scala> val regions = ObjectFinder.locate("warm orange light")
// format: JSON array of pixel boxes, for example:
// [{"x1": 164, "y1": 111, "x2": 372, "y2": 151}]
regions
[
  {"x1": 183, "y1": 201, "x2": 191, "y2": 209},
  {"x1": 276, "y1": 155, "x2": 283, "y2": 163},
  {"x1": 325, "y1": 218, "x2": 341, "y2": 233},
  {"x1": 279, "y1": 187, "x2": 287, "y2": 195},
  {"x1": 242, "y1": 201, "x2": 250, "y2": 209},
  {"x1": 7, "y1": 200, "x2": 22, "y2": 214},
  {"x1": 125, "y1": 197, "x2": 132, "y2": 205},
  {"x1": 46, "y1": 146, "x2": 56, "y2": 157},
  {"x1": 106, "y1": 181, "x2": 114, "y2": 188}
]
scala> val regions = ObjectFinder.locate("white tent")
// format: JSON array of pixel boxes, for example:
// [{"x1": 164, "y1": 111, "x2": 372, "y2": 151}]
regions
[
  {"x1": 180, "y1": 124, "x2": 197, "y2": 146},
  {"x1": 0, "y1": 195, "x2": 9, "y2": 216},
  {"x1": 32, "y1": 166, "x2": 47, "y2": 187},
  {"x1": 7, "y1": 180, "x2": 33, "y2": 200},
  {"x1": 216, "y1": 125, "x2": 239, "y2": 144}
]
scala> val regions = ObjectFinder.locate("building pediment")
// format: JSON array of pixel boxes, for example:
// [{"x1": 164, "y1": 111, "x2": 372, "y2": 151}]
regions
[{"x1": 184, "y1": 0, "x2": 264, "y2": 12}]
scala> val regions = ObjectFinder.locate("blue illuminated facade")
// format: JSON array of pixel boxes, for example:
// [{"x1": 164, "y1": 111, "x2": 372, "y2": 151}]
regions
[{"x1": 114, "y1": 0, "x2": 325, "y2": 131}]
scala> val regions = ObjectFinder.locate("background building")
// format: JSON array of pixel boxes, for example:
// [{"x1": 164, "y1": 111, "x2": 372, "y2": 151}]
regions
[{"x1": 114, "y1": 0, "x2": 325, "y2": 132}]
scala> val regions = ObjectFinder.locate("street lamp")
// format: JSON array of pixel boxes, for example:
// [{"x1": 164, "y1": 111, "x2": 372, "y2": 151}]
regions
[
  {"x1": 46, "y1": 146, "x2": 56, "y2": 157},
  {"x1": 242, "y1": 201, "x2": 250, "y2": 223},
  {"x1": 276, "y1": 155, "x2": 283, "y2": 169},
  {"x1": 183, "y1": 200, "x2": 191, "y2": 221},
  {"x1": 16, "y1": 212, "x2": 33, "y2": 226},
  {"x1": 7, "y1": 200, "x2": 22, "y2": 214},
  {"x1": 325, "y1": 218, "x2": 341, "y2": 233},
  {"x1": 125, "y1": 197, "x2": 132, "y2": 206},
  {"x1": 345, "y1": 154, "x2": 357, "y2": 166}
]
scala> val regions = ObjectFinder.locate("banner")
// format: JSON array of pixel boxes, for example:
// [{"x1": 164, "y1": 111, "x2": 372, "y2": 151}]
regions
---+---
## EXERCISE DETAILS
Please collect every line in the records that contains the string "scala" and copy each one in full. Case counts.

## THE RESPONSE
scala> val regions = ObjectFinder.locate("warm orange light")
scala> val regions = ObjectFinder.locate("white tent")
scala> val regions = ObjectFinder.locate("building pediment")
scala> val regions = ObjectFinder.locate("blue illuminated facade")
scala> val regions = ObjectFinder.locate("background building")
scala> val regions = ObjectFinder.locate("street lamp")
scala> val regions = ObjectFinder.locate("banner")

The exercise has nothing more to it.